> [やること]
1: 干柿の文章について、次の問いに答えてください。
(a) 書き手がスーパーで買った地元産の干柿は1個いくらでしたか。
(b) 島根の干柿に使われる柿の種類は何ですか。
(c) ベランダに干すと、どのくらいで渋が抜けて食べられるようになりますか。
2: 干柿の文章の「自作のは太陽光をたっぷり吸収」から「その回は綺麗な干柿ができた。」まで（両端を含む）を、「ショウジョウバエ」を「コバエ」に置き換えて書き直してください。
3: 干柿の文章の続きを、最後の文のあとから書いてください。

> [抜粋]
日本の島根に着任して初めて迎えた春、スーパーで地元産の干柿を買って食べた。もともと干柿は好きだったし、学生の頃もよく安い中国製の干柿を食べていた。この島根の干柿は1個300円と高かったが、それに感動したのが始まりだった。

 

それから一年たって秋が近づいて柿が出回り始めた頃、地元出身の学生に地元の人達が干柿を買う場所があるか聞いてみた。すると家では自分で作っていると言うのだ。それなら私にも作れるかもしれない、と言うことでネットで調査してみたら作り方がたくさん出てきた。 島根の干柿は西条柿という種類で、Mサイズ一袋約70個で2000円で売られている。一個30円の生柿が300円の干柿になるのだからすごい付加価値である。皮を剥き、紐で吊るし、熱湯に10秒浸けるか焼酎に浸けるかして殺菌してから外に吊るす。殺菌は両方とも試したができ具合に差はない。ベランダに干せば2週間程で渋が抜けて食べられるようになる。この時点では中が水っぽく、あんぽ柿のような状態である。ただしこの状態では保存が効かないので、市販のあんぽ柿は硫化物にくぐらせて保存できるようにしてある。しかし市販のものは1個200円でも、旨みや香りは自作のものには程遠い。

 

自作のは太陽光をたっぷり吸収して、転換された旨みが広がるので格別であった。市販品のはおそらく十分には天日に晒されていないのであろう。 山陰の11月は殆どが薄曇りで、その合間に陽が射し、にわか雨もよく降る。陽射しが強すぎては温度が上がってショウジョウバエが湧く。かといって日射しがなければ紫外線による旨みは出てこない。そして雨に濡れてしまえば雨が取り込んだカビの胞子で干し柿はカビる。だから干し柿に適した期間は短く、その上に不安定な気候状態の中で、条件が三拍子そろった時にだけ出来の良いものができると言える。去年はあんぽ柿の出来に満足していたら、その後雨にぬれて柿はカビた上にショウジョウバエが発生して失敗してしまった。即座に再チャレンジしてからは毎日欠かさず天気予報をチェックして、降水確率が高ければ部屋にしまい込んだ。部屋のふすまは全開して風を貫通させて乾燥を促す。その甲斐あってその回は綺麗な干柿ができた。

> [元のデータ]

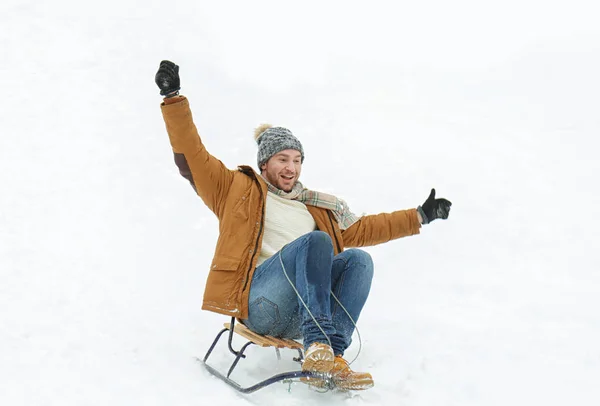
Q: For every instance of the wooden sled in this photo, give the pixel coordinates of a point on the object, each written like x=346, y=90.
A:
x=261, y=341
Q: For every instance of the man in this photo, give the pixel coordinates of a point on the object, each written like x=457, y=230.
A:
x=280, y=264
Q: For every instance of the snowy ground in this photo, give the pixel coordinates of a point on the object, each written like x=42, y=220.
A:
x=104, y=248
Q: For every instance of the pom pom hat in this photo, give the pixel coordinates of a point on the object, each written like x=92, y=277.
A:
x=272, y=140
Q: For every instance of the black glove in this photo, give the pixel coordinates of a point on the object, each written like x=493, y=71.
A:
x=167, y=79
x=434, y=208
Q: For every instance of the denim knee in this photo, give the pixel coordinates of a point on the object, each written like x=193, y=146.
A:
x=363, y=259
x=320, y=239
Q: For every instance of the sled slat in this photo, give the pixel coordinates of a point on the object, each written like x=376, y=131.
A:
x=263, y=341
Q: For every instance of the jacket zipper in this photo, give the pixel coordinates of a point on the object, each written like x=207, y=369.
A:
x=257, y=239
x=333, y=230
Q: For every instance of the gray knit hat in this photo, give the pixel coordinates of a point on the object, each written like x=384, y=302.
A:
x=272, y=140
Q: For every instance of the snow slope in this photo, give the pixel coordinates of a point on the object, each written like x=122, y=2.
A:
x=104, y=249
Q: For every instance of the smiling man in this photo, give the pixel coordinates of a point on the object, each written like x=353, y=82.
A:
x=283, y=263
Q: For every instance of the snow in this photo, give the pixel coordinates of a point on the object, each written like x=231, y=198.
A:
x=104, y=249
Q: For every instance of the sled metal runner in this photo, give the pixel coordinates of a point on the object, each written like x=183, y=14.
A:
x=263, y=341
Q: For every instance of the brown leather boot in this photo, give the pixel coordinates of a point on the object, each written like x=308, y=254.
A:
x=318, y=358
x=346, y=379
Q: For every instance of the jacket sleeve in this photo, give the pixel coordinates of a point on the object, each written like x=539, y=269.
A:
x=379, y=228
x=209, y=176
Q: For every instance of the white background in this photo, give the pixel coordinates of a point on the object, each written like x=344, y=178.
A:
x=104, y=248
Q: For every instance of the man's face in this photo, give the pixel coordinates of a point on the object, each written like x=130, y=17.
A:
x=282, y=170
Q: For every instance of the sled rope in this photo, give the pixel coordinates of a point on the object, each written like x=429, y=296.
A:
x=313, y=317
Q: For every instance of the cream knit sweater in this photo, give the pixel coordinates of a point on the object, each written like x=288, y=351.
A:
x=285, y=221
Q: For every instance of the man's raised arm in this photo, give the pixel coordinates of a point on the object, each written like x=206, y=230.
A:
x=208, y=175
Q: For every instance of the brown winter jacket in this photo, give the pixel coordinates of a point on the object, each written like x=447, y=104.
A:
x=237, y=197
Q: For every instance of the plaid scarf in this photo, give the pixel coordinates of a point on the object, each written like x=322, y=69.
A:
x=338, y=207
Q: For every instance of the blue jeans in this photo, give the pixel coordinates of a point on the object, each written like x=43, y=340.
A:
x=276, y=310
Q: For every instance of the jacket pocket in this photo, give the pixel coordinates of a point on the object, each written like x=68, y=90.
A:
x=222, y=263
x=241, y=207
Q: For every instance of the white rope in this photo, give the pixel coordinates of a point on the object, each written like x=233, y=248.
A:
x=313, y=317
x=300, y=297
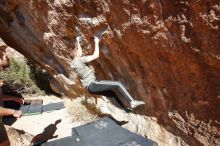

> [答え]
1:
(a) 300円
(b) 西条柿
(c) 2週間程

2:
自作のは太陽光をたっぷり吸収して、転換された旨みが広がるので格別であった。市販品のはおそらく十分には天日に晒されていないのであろう。 山陰の11月は殆どが薄曇りで、その合間に陽が射し、にわか雨もよく降る。陽射しが強すぎては温度が上がってコバエが湧く。かといって日射しがなければ紫外線による旨みは出てこない。そして雨に濡れてしまえば雨が取り込んだカビの胞子で干し柿はカビる。だから干し柿に適した期間は短く、その上に不安定な気候状態の中で、条件が三拍子そろった時にだけ出来の良いものができると言える。去年はあんぽ柿の出来に満足していたら、その後雨にぬれて柿はカビた上にコバエが発生して失敗してしまった。即座に再チャレンジしてからは毎日欠かさず天気予報をチェックして、降水確率が高ければ部屋にしまい込んだ。部屋のふすまは全開して風を貫通させて乾燥を促す。その甲斐あってその回は綺麗な干柿ができた。

3:
 

そして更に3度目。すでに12月に入っていた。この時期はほぼ毎日曇りで降水確率が50%を超えていたので、室内で影干しにした。失敗はしなかったものの柿は黒ずんでしまい、風味も乏しかった。去年はそれでおしまいとなった。 それからまた一年、私は2011年の経験を踏まえて更に多くの干柿を作ることにし、目標を500個とした。500個作るからには雨が降りそうだからと部屋に取り込むことはできない。そこでベランダに透明塩化ビ二ルシートを張ることにした。風を通すためにシートを適度な大きさに切って、風が吹けば開くようにした。これならば手間をかけずにほっとけば干柿ができる。

 

しかしここで一つの疑問が出てきた。地元では人によっては陰干しにすべきと言うのだ。そうだとしたら去年の私は間違って作っていたことになる。天日干しで十分に美味しいのができたので、そんな筈はないと思いつつも不安になってきた。そこでネットで調べたところ、天日干しと陰干しの両方の意見があった。しかし陰干しには十分な根拠が示されておらず、一方で天日干しについて、野菜は天日干しにすると紫外線で旨味成分が発生するのでおいしくなることがわかった。何事も他人の経験には頼らず自分でしっかり調べることが重要なのだ。

 

そこで今年もやはり天日干しとした。また窓と北側の部屋と南側の部屋を隔てる襖は昼間も夜も全開にして北から南へと風が貫通するようにした。 しかし12月になるとさすがに夜風が冷たく、布団は暖かくても顔が冷えれば目が覚めたので、夜だけは窓を閉めた。 長崎出張の折には八百屋で見かけた渋柿を20個持ち帰って干柿をつくってみた。しかし甘さがいまいちな上に肉がボソボソだった。それと比較して西条柿は甘い上に肉はもちもちしている。だから西条柿は干柿にとても適した柿である。この他にも富有柿の干柿も作製中で、どうできるかが楽しみである。

 

柿の皮剥き時間は一個当たり50秒、紐通しと消毒が8個当たり10分であるから、一個当たりの必要時間は2分ほどである。500個作るとなると1000分、即ち16時間かかる。私は2週間かけて200個を作り、その後友人2名の協力を経て更に200個を作った。そして更に50個追加したので合計450個は作った。目標まであと少しを残したものの、まずまずの成果と満足している。450個の干柿は協力者や友人に配る等して半分はなくなった。残りは毎日3個食べると日に日に減って行く。来年は1000個を目標にしてみたい。そして柿の木オーナーになる計画も立てている。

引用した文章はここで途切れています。